◆ What the exercise asks ◆
Pick every line from the data that holds the word "plate".

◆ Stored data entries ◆
====

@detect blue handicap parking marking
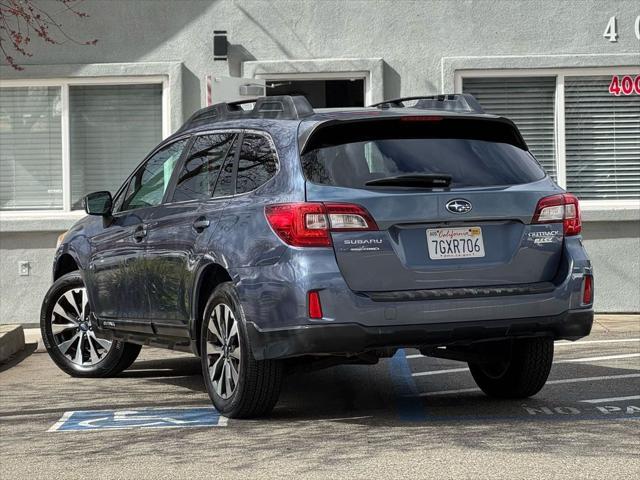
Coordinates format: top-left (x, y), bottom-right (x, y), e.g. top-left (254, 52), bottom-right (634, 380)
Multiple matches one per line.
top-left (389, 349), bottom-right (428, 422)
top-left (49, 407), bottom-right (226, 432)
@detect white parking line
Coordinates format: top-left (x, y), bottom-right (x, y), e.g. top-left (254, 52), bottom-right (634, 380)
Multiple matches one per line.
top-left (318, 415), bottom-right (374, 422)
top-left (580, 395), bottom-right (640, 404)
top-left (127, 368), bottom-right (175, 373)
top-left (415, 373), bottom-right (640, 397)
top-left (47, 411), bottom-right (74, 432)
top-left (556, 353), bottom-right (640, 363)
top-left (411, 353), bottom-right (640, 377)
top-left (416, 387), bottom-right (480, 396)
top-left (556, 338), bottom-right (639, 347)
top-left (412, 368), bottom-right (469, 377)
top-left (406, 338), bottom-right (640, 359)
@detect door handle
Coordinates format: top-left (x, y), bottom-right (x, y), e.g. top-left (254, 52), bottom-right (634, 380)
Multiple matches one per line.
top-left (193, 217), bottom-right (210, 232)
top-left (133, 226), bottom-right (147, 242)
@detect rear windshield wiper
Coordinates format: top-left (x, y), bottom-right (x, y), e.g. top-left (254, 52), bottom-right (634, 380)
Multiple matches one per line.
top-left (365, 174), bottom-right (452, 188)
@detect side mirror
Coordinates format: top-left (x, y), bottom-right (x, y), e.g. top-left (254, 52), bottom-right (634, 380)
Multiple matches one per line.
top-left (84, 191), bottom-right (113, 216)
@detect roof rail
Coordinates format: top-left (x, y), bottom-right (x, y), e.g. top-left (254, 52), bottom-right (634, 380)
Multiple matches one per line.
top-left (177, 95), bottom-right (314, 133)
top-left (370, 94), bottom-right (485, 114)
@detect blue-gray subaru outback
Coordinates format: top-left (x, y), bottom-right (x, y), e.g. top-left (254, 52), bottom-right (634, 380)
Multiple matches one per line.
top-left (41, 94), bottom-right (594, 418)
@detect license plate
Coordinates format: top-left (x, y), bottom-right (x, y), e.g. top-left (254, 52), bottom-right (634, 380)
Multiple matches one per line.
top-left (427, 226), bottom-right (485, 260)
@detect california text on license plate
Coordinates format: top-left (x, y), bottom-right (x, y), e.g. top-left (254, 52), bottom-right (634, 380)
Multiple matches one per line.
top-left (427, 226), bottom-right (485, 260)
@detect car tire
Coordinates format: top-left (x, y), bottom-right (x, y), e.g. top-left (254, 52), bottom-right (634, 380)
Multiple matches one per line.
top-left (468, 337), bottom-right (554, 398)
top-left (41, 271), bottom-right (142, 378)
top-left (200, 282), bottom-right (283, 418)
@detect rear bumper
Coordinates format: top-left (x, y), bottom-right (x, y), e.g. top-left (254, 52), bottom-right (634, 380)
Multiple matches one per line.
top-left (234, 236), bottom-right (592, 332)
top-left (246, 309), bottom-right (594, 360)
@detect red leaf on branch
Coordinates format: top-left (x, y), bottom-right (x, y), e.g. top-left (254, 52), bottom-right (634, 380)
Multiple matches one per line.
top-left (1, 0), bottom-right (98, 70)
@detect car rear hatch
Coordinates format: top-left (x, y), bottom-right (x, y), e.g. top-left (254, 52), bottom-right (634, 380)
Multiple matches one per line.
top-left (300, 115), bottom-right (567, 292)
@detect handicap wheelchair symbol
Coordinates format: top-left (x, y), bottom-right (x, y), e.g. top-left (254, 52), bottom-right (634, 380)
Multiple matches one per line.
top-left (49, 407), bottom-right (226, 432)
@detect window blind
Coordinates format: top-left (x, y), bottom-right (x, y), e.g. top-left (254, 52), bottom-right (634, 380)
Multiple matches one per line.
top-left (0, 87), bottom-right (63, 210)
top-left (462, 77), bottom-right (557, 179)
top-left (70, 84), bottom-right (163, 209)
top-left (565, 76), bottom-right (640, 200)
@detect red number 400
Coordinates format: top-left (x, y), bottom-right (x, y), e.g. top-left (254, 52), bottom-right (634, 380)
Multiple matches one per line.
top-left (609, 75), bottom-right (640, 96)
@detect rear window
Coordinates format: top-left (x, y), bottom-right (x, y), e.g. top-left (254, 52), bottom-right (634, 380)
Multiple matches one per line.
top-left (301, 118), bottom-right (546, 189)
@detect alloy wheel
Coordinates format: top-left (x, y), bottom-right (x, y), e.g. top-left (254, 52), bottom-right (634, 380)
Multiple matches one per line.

====

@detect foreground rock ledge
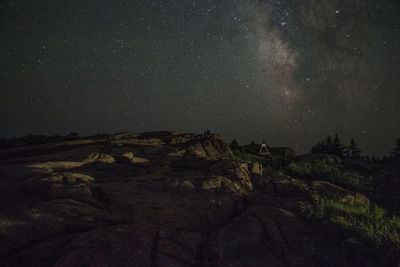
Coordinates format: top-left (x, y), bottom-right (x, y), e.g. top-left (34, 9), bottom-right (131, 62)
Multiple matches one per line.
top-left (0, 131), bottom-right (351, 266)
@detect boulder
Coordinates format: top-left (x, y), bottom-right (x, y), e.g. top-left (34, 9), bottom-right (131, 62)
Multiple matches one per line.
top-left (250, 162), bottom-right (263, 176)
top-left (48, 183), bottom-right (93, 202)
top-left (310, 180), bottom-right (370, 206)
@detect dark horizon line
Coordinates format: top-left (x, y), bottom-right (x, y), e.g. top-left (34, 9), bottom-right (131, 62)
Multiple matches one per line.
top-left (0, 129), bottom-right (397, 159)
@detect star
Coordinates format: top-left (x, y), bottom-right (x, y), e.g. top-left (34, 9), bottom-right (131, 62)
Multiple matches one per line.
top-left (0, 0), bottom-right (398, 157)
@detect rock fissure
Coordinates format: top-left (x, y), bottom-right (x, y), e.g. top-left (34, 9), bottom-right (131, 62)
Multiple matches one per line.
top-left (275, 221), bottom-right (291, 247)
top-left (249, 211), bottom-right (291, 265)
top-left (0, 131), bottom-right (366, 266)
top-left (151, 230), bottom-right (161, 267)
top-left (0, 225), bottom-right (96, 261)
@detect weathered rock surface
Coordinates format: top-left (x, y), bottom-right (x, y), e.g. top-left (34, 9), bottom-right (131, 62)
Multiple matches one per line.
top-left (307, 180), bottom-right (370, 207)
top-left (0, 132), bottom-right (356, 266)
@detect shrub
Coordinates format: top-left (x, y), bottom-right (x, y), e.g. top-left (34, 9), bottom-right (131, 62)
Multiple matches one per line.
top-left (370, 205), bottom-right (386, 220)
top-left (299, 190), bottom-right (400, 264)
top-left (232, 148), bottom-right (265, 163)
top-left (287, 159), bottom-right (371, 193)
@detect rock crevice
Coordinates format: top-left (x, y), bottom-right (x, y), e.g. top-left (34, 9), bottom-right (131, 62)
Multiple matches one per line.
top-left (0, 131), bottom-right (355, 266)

====

◆ Response area ◆
@detect license plate
@detect california text on license plate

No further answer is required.